> [Problem requirements] Repeat exactly the lines that run from the one containing "Target: car shadow on gravel" to the end of the data, and leave out all others.

-- Records for the exercise start --

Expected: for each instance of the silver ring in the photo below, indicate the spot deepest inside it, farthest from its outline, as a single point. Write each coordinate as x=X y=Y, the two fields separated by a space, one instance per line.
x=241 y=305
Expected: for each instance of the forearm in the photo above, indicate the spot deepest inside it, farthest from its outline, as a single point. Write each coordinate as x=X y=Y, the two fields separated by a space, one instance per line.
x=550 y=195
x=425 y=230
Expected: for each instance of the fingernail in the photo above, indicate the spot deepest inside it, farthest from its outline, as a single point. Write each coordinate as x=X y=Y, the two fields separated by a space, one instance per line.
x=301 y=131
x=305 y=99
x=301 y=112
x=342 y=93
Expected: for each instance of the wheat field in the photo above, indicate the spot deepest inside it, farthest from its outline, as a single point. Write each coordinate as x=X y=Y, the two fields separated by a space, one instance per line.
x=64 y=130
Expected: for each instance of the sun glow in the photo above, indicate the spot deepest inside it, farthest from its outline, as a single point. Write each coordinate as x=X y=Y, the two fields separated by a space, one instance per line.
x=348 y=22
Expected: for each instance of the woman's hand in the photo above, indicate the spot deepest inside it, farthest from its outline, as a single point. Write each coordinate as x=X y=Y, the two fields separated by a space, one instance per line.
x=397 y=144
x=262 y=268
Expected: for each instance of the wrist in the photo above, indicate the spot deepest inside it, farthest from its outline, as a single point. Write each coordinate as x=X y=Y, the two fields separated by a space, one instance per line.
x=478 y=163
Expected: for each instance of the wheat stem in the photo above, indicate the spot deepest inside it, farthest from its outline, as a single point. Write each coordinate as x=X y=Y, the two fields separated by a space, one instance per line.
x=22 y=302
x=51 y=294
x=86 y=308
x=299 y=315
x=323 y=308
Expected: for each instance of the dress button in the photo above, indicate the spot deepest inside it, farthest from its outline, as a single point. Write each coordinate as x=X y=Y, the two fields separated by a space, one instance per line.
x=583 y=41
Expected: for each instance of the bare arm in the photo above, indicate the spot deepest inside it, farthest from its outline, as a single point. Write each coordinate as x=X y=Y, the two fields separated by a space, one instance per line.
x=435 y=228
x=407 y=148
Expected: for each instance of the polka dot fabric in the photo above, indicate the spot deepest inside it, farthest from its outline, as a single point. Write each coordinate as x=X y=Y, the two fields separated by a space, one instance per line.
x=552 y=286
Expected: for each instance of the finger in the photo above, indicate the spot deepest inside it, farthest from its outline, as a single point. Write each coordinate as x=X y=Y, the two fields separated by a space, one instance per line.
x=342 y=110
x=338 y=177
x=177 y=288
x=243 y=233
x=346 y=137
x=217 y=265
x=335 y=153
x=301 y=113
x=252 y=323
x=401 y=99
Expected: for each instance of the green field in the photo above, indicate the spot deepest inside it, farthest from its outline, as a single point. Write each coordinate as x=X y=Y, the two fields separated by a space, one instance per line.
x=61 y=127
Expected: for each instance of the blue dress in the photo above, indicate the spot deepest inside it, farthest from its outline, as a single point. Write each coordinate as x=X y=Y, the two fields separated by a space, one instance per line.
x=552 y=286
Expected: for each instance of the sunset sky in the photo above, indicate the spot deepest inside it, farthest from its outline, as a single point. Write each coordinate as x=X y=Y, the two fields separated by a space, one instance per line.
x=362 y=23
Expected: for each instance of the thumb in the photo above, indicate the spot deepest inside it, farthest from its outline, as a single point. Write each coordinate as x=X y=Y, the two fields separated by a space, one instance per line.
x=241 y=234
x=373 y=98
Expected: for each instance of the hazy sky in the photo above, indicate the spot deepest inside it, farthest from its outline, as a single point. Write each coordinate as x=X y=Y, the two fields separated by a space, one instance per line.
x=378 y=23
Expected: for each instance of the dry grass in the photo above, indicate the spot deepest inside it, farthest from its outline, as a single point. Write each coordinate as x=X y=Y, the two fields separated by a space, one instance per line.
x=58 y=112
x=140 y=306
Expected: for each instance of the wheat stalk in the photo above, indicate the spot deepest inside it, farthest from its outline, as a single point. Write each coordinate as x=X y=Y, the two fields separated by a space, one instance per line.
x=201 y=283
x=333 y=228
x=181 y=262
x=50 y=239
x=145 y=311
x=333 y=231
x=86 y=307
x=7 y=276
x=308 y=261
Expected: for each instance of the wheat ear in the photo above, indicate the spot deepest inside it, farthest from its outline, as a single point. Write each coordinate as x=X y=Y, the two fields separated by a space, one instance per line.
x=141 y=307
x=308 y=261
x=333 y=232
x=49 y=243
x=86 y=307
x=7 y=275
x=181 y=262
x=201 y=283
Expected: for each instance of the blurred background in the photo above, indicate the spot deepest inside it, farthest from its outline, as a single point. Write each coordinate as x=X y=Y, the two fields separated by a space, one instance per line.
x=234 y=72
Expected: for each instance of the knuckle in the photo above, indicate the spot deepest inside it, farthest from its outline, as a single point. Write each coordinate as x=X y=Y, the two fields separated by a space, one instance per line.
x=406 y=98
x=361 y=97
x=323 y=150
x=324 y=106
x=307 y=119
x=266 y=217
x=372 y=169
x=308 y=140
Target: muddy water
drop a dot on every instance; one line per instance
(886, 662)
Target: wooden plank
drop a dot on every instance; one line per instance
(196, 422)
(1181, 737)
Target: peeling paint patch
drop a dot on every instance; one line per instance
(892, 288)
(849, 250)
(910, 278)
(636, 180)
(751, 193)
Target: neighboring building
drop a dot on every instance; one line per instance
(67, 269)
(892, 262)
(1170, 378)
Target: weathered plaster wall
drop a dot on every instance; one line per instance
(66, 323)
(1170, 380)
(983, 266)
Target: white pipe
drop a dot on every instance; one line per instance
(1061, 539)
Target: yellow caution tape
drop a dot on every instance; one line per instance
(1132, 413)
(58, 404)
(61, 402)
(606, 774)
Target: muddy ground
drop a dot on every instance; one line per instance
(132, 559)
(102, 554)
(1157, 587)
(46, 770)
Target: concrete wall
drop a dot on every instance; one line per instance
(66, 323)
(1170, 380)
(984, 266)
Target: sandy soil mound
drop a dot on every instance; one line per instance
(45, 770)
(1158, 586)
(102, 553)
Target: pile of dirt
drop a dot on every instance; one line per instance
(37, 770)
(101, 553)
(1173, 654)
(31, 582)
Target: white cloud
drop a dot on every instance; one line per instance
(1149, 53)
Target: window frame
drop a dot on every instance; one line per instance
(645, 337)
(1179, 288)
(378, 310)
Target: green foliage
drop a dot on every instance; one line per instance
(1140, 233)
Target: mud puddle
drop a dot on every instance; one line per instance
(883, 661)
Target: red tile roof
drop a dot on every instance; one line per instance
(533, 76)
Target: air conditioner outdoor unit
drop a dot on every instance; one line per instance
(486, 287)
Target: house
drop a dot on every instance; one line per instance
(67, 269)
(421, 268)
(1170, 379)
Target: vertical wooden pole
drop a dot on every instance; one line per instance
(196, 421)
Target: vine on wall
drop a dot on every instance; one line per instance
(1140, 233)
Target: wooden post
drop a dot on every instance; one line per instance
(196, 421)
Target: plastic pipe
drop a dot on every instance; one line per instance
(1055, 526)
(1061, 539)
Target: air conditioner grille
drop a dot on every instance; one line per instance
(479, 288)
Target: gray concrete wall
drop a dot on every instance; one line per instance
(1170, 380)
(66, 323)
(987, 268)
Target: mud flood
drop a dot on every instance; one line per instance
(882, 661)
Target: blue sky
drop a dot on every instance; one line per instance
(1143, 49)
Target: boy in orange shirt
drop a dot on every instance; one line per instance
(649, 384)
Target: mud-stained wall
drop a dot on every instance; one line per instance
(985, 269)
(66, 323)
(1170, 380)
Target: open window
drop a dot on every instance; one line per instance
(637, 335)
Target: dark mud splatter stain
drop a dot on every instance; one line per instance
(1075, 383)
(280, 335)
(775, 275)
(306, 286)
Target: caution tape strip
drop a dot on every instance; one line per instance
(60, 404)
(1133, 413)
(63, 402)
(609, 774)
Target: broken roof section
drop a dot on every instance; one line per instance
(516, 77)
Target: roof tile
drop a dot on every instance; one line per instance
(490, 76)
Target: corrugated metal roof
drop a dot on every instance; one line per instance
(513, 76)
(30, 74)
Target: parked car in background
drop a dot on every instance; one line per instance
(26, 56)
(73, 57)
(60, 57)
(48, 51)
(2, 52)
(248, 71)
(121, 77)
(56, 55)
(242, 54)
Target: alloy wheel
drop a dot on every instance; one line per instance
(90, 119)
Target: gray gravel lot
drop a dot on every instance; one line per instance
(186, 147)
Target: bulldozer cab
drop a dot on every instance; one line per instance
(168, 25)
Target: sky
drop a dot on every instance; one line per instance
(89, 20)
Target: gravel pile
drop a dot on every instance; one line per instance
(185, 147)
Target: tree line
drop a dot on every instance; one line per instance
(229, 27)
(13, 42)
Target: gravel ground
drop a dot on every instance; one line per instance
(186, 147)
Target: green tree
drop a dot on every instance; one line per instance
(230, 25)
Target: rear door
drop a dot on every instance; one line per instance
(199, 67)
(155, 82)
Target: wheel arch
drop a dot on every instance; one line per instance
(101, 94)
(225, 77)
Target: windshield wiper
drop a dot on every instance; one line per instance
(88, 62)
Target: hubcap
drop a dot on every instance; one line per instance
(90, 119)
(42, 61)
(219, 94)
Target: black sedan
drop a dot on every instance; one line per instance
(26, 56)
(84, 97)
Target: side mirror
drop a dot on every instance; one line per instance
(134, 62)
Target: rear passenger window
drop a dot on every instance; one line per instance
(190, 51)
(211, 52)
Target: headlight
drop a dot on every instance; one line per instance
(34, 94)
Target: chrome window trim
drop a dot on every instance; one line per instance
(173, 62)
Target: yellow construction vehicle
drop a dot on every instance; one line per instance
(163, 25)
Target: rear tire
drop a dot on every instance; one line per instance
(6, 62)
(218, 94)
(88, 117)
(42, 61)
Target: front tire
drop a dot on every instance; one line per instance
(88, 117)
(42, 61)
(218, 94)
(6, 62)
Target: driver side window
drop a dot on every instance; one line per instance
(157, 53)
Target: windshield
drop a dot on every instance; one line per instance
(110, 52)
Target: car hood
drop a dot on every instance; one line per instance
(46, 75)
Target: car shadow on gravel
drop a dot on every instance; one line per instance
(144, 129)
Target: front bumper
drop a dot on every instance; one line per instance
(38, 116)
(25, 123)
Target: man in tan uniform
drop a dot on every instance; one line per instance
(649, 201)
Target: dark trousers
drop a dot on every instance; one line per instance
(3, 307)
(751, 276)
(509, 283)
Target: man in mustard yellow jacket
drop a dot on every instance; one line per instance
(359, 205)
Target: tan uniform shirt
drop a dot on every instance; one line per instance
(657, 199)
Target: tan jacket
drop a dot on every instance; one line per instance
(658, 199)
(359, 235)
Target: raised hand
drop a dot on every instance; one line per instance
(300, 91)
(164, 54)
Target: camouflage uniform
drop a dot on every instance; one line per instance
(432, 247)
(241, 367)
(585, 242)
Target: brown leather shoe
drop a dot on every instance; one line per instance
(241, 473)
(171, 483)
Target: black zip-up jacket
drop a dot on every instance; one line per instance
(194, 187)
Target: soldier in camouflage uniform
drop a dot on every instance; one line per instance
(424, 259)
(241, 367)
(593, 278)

-- Records for the exercise end --

> [Finished exercise]
Target: car shadow on gravel
drop a dot on every instance; one line per instance
(144, 129)
Target: front bumper
drop a dot on every instance; one line per instance
(38, 116)
(25, 123)
Target: man in tan uniform
drop a dot on every instance; one line per instance
(649, 201)
Target: dark trousers
drop a dot on every instance; one line per instance
(3, 307)
(751, 276)
(509, 283)
Target: man in mustard yellow jacket
drop a dot on every instance; one line per instance
(359, 205)
Target: tan uniform shirt
drop a dot on every instance; one line per instance
(657, 199)
Target: tan jacket
drop a dot on every instance; one line per instance
(658, 199)
(359, 235)
Target: raised hand
drop a dot on every instance; one line per instance
(300, 91)
(164, 54)
Target: camouflage uniform
drop a dot on every instance; one line per instance
(432, 247)
(241, 367)
(585, 242)
Target: brown leather shoe
drop a dot on every instance; one line per instance
(241, 473)
(171, 483)
Target: black zip-up jacket
drop a dot on every instance; one line per instance
(194, 187)
Target: soldier in camouflage uniform
drop a dot on every instance; one line per instance
(424, 259)
(241, 367)
(593, 278)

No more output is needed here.